▽

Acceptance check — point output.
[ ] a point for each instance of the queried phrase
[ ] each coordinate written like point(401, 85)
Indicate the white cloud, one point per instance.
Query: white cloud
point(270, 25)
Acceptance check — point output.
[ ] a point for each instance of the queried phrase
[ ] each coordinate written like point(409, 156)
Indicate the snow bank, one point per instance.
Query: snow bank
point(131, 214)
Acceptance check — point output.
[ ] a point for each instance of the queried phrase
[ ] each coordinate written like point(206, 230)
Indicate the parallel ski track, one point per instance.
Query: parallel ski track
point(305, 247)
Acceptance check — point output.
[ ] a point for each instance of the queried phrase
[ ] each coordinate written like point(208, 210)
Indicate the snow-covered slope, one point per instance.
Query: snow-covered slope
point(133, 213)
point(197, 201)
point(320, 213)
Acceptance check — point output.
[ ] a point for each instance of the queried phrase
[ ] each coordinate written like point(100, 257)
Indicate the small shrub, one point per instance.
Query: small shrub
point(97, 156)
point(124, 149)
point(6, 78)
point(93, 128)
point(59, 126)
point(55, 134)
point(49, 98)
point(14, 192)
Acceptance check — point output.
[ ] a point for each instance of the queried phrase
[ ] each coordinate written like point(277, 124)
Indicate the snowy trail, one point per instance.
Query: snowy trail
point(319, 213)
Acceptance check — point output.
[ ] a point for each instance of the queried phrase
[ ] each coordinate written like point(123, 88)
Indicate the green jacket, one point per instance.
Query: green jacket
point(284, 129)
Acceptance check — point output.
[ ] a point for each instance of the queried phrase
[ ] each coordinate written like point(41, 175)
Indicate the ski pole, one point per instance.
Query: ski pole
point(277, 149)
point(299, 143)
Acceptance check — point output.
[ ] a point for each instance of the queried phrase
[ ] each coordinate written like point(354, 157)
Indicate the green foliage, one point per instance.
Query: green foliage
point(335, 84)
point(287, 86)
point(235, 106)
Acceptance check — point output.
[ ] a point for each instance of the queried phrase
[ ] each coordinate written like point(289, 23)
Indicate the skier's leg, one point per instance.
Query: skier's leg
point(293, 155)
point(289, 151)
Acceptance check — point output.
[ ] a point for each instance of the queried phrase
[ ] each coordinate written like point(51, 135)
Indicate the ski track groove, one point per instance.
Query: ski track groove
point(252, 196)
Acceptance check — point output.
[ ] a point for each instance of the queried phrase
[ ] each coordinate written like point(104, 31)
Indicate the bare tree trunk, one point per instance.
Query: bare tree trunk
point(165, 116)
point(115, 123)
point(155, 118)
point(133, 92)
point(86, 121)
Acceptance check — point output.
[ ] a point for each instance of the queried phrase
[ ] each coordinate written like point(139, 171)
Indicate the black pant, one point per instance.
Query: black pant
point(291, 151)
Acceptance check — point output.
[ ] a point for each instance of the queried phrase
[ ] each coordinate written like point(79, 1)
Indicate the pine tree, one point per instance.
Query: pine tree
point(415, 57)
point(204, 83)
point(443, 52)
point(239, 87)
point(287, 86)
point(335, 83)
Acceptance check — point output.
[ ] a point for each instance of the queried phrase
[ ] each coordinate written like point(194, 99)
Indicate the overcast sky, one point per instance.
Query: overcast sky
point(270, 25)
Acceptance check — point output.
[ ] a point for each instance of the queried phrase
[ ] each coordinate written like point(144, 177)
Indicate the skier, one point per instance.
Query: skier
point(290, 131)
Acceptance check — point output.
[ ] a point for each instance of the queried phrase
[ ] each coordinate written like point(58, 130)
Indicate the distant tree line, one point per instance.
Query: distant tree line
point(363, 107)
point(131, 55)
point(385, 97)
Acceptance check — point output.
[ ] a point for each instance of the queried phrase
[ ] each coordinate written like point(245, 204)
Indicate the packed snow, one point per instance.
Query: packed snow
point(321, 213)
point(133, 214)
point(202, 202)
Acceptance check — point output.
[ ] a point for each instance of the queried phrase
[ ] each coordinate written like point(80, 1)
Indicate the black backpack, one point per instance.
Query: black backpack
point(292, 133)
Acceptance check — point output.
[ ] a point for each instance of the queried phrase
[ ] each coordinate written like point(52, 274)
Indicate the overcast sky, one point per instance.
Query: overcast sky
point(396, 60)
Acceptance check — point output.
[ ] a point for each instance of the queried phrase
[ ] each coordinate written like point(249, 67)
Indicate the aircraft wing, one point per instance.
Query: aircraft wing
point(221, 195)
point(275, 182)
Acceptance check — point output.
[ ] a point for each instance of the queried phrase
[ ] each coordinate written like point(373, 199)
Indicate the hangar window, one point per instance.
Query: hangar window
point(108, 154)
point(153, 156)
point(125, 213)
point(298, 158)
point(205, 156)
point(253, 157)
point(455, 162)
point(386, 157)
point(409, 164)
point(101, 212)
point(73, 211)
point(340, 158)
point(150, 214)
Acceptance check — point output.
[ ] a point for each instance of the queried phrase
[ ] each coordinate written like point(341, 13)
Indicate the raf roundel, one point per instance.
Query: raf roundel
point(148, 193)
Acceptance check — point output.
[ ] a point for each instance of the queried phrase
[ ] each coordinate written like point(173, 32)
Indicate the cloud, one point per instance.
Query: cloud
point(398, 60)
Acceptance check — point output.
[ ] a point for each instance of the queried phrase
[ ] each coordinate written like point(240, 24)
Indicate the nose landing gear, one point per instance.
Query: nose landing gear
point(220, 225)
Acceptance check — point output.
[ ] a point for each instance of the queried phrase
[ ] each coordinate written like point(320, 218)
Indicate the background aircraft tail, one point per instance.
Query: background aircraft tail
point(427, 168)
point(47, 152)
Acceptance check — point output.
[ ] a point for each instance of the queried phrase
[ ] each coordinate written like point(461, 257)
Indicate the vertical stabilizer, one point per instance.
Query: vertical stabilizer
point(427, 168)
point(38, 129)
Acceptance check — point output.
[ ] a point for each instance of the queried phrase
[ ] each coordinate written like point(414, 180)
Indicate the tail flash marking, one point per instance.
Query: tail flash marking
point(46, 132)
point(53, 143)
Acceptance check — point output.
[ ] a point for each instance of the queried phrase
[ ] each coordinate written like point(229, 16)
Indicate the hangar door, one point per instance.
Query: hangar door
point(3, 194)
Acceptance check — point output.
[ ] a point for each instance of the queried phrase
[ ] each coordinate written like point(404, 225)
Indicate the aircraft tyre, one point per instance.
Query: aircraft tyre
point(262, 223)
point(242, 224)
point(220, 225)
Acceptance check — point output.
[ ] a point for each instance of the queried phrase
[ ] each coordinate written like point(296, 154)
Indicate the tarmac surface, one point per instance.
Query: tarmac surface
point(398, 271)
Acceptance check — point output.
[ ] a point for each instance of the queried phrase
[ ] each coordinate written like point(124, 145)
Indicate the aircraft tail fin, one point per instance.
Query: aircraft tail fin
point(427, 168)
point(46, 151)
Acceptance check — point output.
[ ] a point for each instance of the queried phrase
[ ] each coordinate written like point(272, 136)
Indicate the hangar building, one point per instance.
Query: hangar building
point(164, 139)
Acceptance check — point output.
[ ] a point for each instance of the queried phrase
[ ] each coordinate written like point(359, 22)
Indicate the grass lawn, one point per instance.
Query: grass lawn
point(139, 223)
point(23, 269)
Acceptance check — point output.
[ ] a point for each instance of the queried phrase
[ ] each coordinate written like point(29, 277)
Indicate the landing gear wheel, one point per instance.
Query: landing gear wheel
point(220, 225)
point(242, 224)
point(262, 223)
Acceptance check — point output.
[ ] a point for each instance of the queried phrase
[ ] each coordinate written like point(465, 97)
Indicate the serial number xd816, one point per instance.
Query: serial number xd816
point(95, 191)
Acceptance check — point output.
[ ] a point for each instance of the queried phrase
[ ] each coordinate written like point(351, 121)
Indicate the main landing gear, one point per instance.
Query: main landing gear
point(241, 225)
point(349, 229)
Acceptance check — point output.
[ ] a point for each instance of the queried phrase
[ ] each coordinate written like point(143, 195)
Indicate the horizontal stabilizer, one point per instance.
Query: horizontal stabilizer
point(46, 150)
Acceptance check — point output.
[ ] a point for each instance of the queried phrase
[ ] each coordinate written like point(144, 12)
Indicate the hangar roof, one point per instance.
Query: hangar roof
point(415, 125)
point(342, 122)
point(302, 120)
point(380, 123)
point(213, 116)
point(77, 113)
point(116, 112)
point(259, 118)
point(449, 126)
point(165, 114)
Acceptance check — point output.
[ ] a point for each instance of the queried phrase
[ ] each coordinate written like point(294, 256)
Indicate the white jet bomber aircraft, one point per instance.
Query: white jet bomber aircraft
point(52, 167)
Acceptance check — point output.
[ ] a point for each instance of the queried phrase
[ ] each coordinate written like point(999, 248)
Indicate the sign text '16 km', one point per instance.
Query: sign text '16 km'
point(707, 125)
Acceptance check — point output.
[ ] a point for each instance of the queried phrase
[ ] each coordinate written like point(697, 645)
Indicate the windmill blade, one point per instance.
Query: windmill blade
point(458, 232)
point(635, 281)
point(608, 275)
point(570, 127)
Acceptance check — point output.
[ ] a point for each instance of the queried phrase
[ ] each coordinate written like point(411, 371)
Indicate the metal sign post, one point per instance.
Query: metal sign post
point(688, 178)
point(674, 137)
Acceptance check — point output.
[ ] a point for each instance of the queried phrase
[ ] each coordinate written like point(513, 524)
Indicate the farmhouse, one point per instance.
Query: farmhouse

△

(What is being asked):
From the data, collect all lines where the string "farmhouse" appears.

(Answer for this exercise):
Indicate the farmhouse, one point per instance.
Query: farmhouse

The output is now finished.